++++ Supplied material ++++
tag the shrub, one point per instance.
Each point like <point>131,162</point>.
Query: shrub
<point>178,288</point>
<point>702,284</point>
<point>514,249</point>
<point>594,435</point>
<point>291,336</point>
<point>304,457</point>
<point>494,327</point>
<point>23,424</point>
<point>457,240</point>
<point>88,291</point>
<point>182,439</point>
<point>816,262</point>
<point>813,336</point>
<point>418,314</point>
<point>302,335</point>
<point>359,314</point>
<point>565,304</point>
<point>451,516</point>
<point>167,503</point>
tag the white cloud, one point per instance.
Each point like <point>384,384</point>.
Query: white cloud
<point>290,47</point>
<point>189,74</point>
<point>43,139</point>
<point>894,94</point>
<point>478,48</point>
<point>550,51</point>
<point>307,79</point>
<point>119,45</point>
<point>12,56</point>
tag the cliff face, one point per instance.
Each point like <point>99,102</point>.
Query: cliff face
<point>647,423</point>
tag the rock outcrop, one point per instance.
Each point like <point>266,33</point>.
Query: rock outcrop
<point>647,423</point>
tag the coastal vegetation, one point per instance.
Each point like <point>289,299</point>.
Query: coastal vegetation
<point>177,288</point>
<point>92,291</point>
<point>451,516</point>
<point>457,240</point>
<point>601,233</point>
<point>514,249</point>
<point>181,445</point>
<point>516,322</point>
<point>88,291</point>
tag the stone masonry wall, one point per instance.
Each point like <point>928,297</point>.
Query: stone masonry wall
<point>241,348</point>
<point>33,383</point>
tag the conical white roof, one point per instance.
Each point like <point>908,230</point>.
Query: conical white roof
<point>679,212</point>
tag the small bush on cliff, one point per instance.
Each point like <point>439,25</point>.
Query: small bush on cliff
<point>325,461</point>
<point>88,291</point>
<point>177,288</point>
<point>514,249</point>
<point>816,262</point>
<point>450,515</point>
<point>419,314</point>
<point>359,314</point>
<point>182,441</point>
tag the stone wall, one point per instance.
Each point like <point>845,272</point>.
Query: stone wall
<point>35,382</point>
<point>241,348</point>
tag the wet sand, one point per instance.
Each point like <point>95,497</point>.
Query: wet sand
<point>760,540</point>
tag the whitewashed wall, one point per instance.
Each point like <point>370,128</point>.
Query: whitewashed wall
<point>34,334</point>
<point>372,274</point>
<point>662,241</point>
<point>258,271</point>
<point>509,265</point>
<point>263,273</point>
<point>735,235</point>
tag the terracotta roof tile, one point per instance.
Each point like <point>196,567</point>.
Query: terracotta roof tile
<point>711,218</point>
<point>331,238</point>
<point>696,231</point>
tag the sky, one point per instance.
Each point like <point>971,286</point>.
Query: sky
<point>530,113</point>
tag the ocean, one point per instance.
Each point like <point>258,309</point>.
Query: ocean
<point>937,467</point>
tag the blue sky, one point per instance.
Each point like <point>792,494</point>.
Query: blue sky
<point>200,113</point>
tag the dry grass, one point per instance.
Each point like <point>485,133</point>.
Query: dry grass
++++
#### The exercise:
Render the records, starting at the line that contains "tag the ocean, one point per instance." and ending at the last line of the records, as a Markdown table with the columns Row and Line. Give each line its own numbered row and leave out blank lines.

#### Final answer:
| Row | Line |
|---|---|
| 1 | tag the ocean, one point per instance. |
| 2 | Each point like <point>258,309</point>. |
| 3 | Query: ocean |
| 4 | <point>937,467</point> |
| 5 | tag the blue sky, one point per instance. |
| 6 | Each point like <point>792,494</point>. |
| 7 | Query: blue sky |
| 8 | <point>200,113</point> |
| 9 | tag the dry grass, one point per instance. |
| 10 | Each point like <point>485,133</point>. |
| 11 | Query: dry grass |